Items from a data source:
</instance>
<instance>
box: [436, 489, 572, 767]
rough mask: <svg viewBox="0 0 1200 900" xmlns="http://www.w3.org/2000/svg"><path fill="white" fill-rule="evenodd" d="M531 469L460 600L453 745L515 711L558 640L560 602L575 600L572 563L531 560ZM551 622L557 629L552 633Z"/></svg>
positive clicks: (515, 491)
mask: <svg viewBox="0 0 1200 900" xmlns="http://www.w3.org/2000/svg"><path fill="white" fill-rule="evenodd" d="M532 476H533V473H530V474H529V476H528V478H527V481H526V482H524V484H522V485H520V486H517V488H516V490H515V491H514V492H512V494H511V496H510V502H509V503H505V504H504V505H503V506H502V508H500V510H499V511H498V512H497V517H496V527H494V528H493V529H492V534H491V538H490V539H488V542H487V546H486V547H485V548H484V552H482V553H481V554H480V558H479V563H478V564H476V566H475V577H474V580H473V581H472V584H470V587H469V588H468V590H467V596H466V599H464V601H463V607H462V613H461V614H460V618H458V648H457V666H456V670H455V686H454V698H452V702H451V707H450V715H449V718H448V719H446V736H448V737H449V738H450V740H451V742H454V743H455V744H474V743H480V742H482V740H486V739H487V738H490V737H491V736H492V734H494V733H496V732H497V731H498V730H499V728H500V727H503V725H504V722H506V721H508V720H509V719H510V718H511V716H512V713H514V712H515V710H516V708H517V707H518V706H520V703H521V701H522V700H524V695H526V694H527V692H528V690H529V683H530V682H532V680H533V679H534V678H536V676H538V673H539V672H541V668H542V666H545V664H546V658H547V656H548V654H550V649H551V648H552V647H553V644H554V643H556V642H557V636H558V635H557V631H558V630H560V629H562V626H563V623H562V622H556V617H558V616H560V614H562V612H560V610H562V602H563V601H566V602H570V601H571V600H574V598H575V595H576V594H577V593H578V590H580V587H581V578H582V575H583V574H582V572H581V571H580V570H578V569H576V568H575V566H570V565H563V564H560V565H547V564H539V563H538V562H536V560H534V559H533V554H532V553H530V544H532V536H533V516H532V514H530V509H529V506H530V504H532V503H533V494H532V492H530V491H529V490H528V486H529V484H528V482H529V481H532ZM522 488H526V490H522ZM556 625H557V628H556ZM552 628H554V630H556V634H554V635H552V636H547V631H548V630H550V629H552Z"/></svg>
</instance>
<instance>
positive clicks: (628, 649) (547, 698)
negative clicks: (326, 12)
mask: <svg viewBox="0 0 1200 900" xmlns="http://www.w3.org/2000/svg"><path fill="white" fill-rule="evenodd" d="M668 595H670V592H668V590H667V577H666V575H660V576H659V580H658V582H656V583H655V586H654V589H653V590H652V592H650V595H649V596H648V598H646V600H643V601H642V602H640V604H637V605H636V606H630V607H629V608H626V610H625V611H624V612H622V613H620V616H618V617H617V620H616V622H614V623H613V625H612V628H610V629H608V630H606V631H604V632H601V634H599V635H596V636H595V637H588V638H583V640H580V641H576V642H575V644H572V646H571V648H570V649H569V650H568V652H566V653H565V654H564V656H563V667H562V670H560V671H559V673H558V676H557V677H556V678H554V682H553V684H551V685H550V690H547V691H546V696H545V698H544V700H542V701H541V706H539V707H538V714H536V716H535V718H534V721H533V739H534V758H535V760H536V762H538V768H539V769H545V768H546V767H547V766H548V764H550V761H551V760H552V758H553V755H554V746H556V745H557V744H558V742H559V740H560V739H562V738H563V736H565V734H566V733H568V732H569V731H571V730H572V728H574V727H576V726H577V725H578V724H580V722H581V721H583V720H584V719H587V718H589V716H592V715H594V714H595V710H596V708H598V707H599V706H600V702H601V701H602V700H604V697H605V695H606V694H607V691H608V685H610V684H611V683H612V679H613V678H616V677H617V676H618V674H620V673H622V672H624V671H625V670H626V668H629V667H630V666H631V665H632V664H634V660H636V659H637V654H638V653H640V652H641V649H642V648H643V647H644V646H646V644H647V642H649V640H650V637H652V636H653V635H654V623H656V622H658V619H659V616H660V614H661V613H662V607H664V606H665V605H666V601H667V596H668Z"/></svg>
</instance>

_Work request_: Reproduce the records above exactly, from the first line through the line containing "rough mask: <svg", and output nothing else.

_Exercise solution_:
</instance>
<instance>
box: [436, 489, 572, 767]
rough mask: <svg viewBox="0 0 1200 900" xmlns="http://www.w3.org/2000/svg"><path fill="white" fill-rule="evenodd" d="M531 469L460 600L453 745L515 711L558 640L560 602L575 600L572 563L531 560ZM551 622L557 629L552 633Z"/></svg>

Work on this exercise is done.